(Point placement listing)
——

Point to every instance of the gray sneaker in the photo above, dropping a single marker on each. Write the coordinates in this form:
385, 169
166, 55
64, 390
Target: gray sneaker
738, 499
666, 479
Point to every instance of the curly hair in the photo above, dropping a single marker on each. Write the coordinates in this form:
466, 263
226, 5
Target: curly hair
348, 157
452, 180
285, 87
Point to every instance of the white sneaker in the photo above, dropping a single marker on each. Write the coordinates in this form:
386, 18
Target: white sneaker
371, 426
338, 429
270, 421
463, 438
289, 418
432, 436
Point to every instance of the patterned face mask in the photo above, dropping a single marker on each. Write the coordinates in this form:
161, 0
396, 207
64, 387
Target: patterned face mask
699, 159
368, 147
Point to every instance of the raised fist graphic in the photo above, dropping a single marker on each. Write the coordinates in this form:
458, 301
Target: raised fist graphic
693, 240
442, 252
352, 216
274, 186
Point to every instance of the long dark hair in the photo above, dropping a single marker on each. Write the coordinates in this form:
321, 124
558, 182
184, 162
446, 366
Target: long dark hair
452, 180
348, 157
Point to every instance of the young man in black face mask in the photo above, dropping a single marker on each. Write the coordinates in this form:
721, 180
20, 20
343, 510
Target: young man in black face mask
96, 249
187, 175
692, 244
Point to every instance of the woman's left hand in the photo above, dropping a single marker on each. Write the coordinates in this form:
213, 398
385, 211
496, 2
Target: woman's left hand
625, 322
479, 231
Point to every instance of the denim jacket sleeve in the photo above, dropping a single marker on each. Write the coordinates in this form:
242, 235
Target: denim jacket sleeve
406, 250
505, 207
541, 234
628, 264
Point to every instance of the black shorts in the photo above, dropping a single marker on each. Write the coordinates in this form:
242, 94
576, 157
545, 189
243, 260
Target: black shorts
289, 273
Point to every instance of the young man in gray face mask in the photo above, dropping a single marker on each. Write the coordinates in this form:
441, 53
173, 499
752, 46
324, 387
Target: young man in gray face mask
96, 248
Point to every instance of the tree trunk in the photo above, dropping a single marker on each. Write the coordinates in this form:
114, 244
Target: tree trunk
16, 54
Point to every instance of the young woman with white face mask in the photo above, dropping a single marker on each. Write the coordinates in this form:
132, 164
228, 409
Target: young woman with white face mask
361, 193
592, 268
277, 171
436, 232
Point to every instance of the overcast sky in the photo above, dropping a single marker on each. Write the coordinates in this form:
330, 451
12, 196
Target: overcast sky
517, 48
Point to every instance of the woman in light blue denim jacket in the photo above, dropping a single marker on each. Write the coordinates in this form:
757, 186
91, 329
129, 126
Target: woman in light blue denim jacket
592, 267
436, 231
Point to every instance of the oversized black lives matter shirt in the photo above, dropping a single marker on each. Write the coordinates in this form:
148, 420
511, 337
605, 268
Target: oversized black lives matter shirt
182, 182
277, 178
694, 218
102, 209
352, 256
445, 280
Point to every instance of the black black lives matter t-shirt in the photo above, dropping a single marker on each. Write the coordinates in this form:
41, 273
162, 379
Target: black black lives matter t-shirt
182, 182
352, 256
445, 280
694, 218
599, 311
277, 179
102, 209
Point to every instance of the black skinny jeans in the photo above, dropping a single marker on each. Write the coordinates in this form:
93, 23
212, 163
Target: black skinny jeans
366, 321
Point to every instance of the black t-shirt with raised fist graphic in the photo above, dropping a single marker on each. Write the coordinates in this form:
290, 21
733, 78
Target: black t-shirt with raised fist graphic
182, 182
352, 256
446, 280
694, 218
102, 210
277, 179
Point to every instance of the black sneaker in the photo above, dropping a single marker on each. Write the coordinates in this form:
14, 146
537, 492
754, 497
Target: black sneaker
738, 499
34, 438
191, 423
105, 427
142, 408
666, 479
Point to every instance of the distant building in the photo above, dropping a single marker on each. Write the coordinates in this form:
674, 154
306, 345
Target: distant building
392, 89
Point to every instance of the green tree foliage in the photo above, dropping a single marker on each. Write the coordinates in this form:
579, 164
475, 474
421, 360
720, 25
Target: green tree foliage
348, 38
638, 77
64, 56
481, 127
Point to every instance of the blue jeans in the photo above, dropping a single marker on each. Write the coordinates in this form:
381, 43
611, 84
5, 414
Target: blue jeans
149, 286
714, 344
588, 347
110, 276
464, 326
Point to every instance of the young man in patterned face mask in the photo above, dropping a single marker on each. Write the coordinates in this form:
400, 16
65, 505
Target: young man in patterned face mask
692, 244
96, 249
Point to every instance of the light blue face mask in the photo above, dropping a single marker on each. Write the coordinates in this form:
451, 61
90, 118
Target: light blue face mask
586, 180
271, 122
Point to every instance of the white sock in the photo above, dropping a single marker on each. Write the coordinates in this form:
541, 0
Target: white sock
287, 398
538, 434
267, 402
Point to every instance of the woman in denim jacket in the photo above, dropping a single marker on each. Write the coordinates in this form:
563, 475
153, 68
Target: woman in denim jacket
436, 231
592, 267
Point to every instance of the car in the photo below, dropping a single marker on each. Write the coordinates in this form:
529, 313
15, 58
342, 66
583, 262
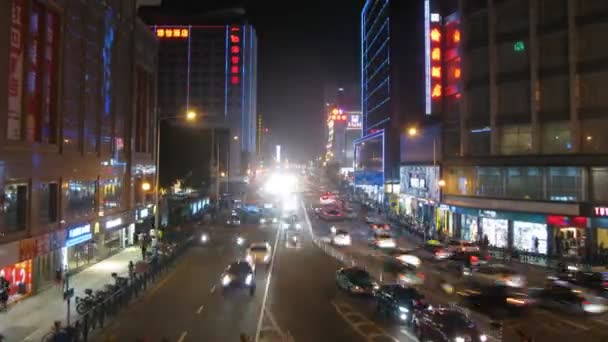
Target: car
464, 262
383, 240
399, 302
566, 298
409, 274
341, 238
496, 275
379, 226
356, 280
239, 274
446, 324
234, 220
259, 253
455, 246
494, 300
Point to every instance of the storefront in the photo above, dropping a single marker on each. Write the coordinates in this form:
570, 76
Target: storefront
79, 250
569, 235
419, 195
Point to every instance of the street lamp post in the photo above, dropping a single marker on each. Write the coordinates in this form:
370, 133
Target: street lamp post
190, 116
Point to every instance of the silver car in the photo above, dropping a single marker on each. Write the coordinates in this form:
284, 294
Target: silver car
496, 275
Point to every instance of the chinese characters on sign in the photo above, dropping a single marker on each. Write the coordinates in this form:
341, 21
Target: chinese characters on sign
172, 32
235, 54
15, 70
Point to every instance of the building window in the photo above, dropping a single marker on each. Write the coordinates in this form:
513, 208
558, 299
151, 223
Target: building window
593, 135
81, 197
48, 200
599, 185
566, 184
13, 207
489, 182
556, 138
516, 139
111, 193
524, 183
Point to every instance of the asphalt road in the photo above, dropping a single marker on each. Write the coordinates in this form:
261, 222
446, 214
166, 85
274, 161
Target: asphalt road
540, 324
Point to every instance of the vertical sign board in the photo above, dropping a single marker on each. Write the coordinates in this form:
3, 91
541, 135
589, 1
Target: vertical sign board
235, 54
15, 70
436, 72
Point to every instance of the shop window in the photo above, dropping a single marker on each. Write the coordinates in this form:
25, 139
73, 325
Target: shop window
111, 193
524, 182
496, 230
48, 202
594, 140
81, 197
565, 184
516, 139
530, 237
13, 207
489, 182
599, 185
556, 138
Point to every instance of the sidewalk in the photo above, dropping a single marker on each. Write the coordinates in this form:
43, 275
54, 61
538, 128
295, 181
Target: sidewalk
32, 318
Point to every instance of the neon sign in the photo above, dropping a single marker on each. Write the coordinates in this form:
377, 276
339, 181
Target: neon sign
172, 32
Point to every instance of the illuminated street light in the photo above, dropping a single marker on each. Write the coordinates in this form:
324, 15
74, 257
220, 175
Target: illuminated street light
191, 116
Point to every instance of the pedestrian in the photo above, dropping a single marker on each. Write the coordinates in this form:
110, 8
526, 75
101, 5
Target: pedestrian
4, 292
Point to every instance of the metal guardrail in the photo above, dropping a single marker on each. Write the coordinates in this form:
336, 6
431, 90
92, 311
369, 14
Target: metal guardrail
96, 318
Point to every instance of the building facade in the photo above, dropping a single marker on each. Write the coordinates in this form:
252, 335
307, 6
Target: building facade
210, 67
531, 168
77, 135
392, 92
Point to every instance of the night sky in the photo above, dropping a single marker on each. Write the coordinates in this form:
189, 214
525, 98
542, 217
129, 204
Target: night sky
302, 45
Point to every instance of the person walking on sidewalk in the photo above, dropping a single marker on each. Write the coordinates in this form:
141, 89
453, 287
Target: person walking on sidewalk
4, 289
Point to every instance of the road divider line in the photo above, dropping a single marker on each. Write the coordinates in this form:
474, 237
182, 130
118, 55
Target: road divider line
182, 337
261, 319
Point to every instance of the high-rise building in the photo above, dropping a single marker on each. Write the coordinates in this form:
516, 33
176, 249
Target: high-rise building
530, 171
77, 135
209, 66
392, 79
343, 124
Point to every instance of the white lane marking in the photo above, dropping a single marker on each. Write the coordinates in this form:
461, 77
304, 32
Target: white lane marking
260, 320
182, 337
408, 334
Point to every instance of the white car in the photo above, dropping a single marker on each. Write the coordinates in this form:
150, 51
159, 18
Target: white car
384, 240
259, 253
341, 238
496, 275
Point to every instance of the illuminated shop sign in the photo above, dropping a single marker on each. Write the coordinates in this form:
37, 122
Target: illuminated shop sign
234, 39
601, 211
173, 32
113, 223
78, 235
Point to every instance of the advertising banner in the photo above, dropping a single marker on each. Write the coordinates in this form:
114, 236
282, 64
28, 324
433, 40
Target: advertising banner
15, 70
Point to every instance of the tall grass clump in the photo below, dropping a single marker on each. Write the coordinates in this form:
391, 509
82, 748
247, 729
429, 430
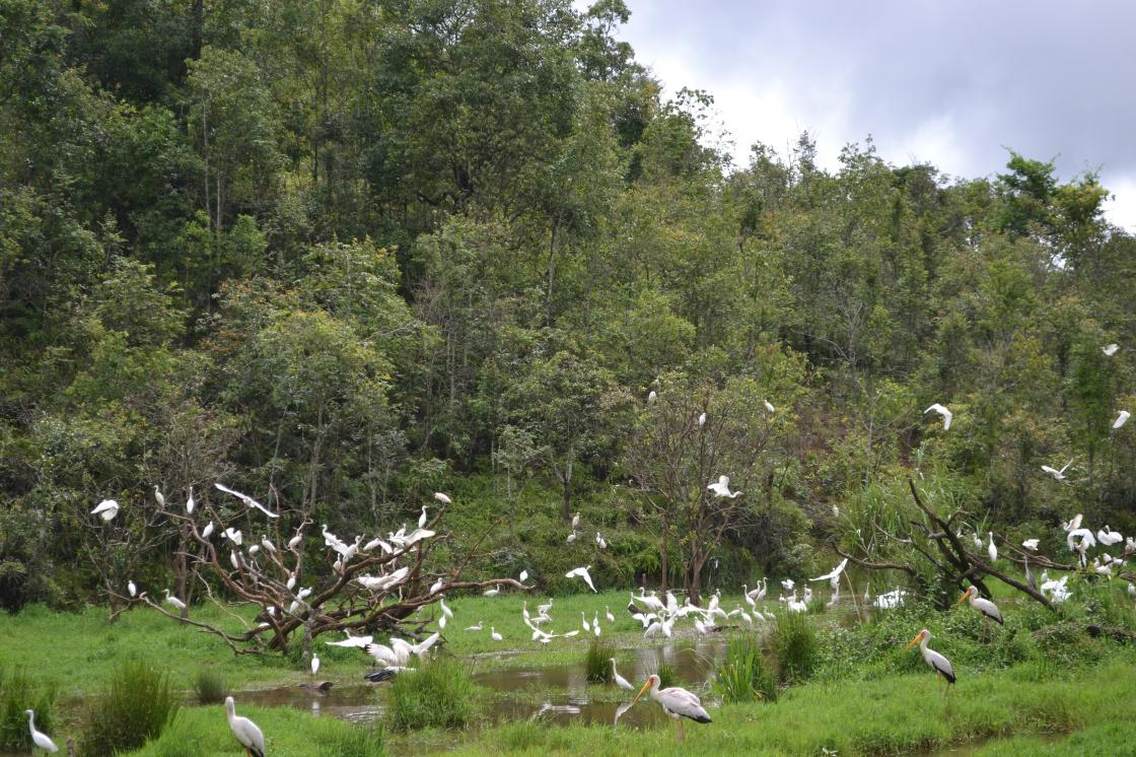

——

Please reproduce the listing word for word, from the line containing "Point to every instance of the illuminated shop" through the end of the listing, with the pictures omitted.

Point to every instance of the illuminated shop sign in the photo above, dropping a single marker on each. Write the coordinates in this form:
37, 122
Target: illuminated shop sign
234, 39
601, 211
173, 32
113, 223
78, 235
Point to every instance of the advertising banner in the photo above, dropping a single marker on each. Write the coordinates in this form:
114, 236
282, 64
28, 324
433, 40
Target: advertising banner
15, 70
Point to every instance of the tall grass clump in the photo below, dropping a single marker on each. Write the coordinates in this form:
391, 509
82, 748
247, 729
429, 430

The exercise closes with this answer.